_Consegna 1_:
Rispondi alle seguenti domande basandoti sul testo su Leonida.
(a) Chi aveva intimato a Leonida di non scendere in guerra?
(b) Chi sono gli Immortali?
(c) Quale strettoia naturale difendono i trecento?
_Consegna 2_:
Cita fedelmente il brano del testo su Leonida che si apre con le parole "Eppure, dentro di" e si chiude con "guerra silenziosa... Difficile.".

_Testo fornito_:
——————

Eppure, dentro di sé, Leonida sa che lui stesso costituisce un'eccezione: lui per primo non ha rispettato le leggi della madrepatria, che imponevano alla città di non scendere in guerra. Quando, mesi prima, un ambasciatore di Serse, il Dio-Re, aveva preteso la sottomissione di Sparta, la scelta per Re Leonida era stata semplice. Le ginocchia Spartane non toccano il suolo per nessuno. Difficile, al contrario, fu partire: gli efori, arcani sacerdoti corrotti, forti del loro oracolo e del potere che esercitano tramite la superstizione, avevano intimato di non scendere in guerra. Abbandonare poi l’amata moglie, lasciandola sola a combattere una guerra silenziosa... Difficile.
Difficile, ma ancora nulla, di fronte alle prove che il gruppo di guerrieri dovrà affrontare: resistere in soli trecento contro un esercito talmente enorme da prosciugare i fiumi, un esercito governato con la paura e il pugno di ferro, composto da stregoni, strani mostri provenienti dall’est e soprattutto dai temibili Immortali, la guardia personale dello stesso Serse. Impossibile guardare a tale situazione sperando nella sopravvivenza, e Leonida ha abbandonato da tempo, se mai l’ha avuta, l’idea di poter rivedere la propria amata città. Tuttavia, per uno spartano, la morte sopraggiunta in battaglia è il massimo della gloria a cui aspirare: e i trecento valorosi difendono la strettoia naturale delle Termopili, dove i grandi numeri schierati da Serse perdono il loro significato, dove "un solo uomo libero che combatte per la propria casa è sicuramente più forte di dieci soldati mercenari". A Serse non rimane che una scelta: offrire tutto ciò che un uomo possa desiderare, offrire la vittoria in cambio della resa. Il massimo della contraddizione. Il massimo del compromesso.

——————

_Voci sulla localizzazione di oggetti indicati per nome_:
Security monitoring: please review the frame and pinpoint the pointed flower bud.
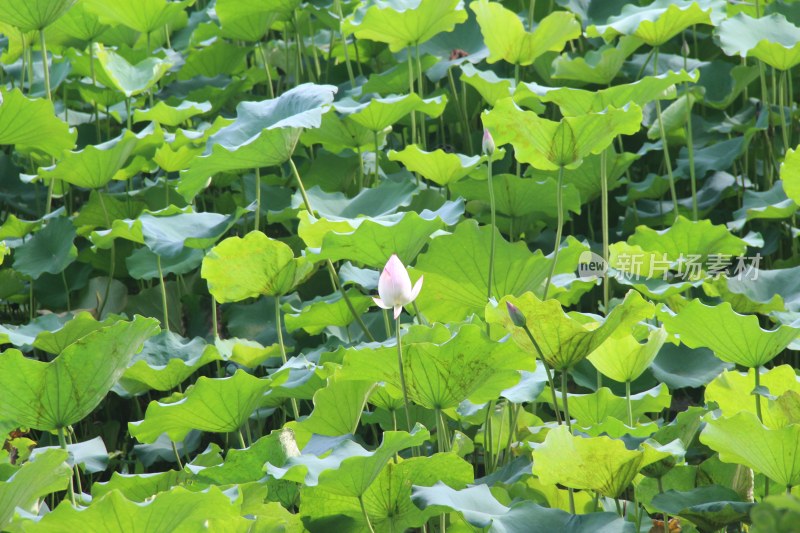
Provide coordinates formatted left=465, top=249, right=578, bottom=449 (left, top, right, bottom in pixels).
left=506, top=302, right=527, bottom=328
left=373, top=254, right=422, bottom=318
left=481, top=128, right=494, bottom=157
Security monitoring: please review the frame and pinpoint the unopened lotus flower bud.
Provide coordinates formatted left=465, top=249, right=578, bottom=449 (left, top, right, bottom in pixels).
left=506, top=302, right=527, bottom=328
left=482, top=128, right=494, bottom=156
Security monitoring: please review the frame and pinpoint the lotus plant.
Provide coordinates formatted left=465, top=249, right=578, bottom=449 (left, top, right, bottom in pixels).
left=373, top=254, right=422, bottom=431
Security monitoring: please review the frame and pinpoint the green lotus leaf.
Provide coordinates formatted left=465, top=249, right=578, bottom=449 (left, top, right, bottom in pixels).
left=334, top=93, right=447, bottom=132
left=700, top=412, right=800, bottom=487
left=553, top=35, right=643, bottom=85
left=133, top=100, right=211, bottom=126
left=411, top=482, right=635, bottom=533
left=514, top=70, right=699, bottom=116
left=483, top=98, right=642, bottom=170
left=25, top=487, right=245, bottom=533
left=201, top=231, right=313, bottom=303
left=120, top=331, right=221, bottom=394
left=628, top=216, right=747, bottom=266
left=586, top=0, right=724, bottom=46
left=0, top=0, right=75, bottom=31
left=451, top=172, right=580, bottom=220
left=344, top=0, right=467, bottom=52
left=0, top=89, right=77, bottom=157
left=542, top=383, right=672, bottom=428
left=14, top=217, right=78, bottom=279
left=128, top=370, right=270, bottom=444
left=389, top=144, right=483, bottom=187
left=0, top=316, right=157, bottom=431
left=92, top=43, right=172, bottom=98
left=300, top=453, right=472, bottom=531
left=469, top=0, right=581, bottom=65
left=658, top=300, right=800, bottom=368
left=705, top=365, right=800, bottom=429
left=216, top=0, right=300, bottom=42
left=39, top=128, right=164, bottom=189
left=486, top=291, right=654, bottom=370
left=781, top=148, right=800, bottom=205
left=297, top=211, right=445, bottom=268
left=533, top=426, right=670, bottom=498
left=82, top=0, right=192, bottom=34
left=588, top=328, right=667, bottom=383
left=461, top=63, right=516, bottom=107
left=91, top=206, right=244, bottom=258
left=412, top=220, right=550, bottom=321
left=652, top=485, right=755, bottom=531
left=0, top=448, right=72, bottom=528
left=178, top=83, right=336, bottom=200
left=344, top=322, right=535, bottom=409
left=715, top=13, right=800, bottom=70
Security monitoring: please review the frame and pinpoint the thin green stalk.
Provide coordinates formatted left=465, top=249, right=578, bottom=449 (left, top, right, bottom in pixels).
left=358, top=495, right=375, bottom=533
left=522, top=325, right=563, bottom=426
left=289, top=157, right=375, bottom=342
left=39, top=29, right=53, bottom=102
left=542, top=165, right=564, bottom=300
left=275, top=296, right=300, bottom=420
left=653, top=46, right=678, bottom=218
left=156, top=255, right=169, bottom=331
left=394, top=316, right=411, bottom=432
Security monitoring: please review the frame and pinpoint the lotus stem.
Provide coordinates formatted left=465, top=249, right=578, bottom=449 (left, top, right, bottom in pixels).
left=542, top=165, right=564, bottom=300
left=275, top=296, right=300, bottom=420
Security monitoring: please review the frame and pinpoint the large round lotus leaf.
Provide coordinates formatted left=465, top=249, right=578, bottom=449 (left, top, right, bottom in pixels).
left=344, top=0, right=467, bottom=52
left=700, top=412, right=800, bottom=487
left=659, top=300, right=800, bottom=368
left=200, top=231, right=313, bottom=303
left=715, top=13, right=800, bottom=70
left=586, top=0, right=725, bottom=46
left=483, top=98, right=642, bottom=170
left=469, top=0, right=581, bottom=65
left=486, top=291, right=653, bottom=370
left=0, top=316, right=157, bottom=431
left=533, top=426, right=670, bottom=498
left=705, top=365, right=800, bottom=428
left=0, top=0, right=75, bottom=31
left=0, top=449, right=72, bottom=528
left=411, top=481, right=635, bottom=533
left=93, top=43, right=172, bottom=98
left=26, top=487, right=250, bottom=533
left=128, top=370, right=270, bottom=444
left=0, top=89, right=78, bottom=157
left=589, top=328, right=667, bottom=383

——————

_Esito esercizio 1_:
(a) Gli efori, arcani sacerdoti corrotti.
(b) La guardia personale dello stesso Serse.
(c) La strettoia naturale delle Termopili.

_Esito esercizio 2_:
Eppure, dentro di sé, Leonida sa che lui stesso costituisce un'eccezione: lui per primo non ha rispettato le leggi della madrepatria, che imponevano alla città di non scendere in guerra. Quando, mesi prima, un ambasciatore di Serse, il Dio-Re, aveva preteso la sottomissione di Sparta, la scelta per Re Leonida era stata semplice. Le ginocchia Spartane non toccano il suolo per nessuno. Difficile, al contrario, fu partire: gli efori, arcani sacerdoti corrotti, forti del loro oracolo e del potere che esercitano tramite la superstizione, avevano intimato di non scendere in guerra. Abbandonare poi l’amata moglie, lasciandola sola a combattere una guerra silenziosa... Difficile.